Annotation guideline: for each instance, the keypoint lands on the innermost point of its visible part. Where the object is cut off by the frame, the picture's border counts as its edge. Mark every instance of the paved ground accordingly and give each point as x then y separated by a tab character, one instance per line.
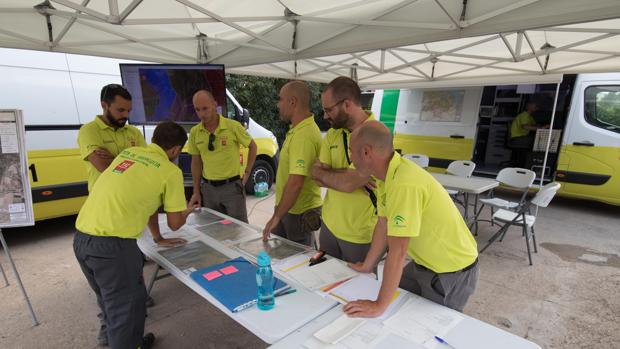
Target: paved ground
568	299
-------
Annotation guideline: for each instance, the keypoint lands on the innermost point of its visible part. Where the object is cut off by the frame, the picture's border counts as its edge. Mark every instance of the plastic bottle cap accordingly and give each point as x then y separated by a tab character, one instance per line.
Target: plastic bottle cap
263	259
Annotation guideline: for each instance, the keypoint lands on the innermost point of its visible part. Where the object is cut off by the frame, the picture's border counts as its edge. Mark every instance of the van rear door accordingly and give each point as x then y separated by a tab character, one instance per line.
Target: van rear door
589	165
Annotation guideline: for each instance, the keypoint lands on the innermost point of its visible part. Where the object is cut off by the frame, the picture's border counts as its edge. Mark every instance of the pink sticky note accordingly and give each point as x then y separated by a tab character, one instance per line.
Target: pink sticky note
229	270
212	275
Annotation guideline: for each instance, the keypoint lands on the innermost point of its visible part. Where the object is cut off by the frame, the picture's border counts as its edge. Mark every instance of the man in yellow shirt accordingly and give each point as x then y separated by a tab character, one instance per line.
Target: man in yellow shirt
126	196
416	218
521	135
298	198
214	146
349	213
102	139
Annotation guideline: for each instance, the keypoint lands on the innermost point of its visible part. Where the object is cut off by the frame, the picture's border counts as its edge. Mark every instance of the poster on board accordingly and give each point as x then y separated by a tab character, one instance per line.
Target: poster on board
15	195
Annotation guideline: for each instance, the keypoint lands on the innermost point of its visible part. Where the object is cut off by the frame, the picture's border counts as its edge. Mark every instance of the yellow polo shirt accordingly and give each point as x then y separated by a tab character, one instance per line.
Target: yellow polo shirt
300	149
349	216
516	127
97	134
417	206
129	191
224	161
-------
* **WRITTEN TASK**
Copy word for word everything from the line in the listing containing "of the yellow" down to the line containing "Target: yellow polo shirt", including both of those lines.

* **RESPONSE TO THE EXERCISE**
Annotation guideline: for each instance, the keypoint lands on the innermost point of its visible part. Where the object is cut off by the frame, the picture's border counts as its edge. Mark every instance of the yellow polo shirt accordingly and give each point as x then y separated by a tab character, one instance per line.
Target: yellow polo shirt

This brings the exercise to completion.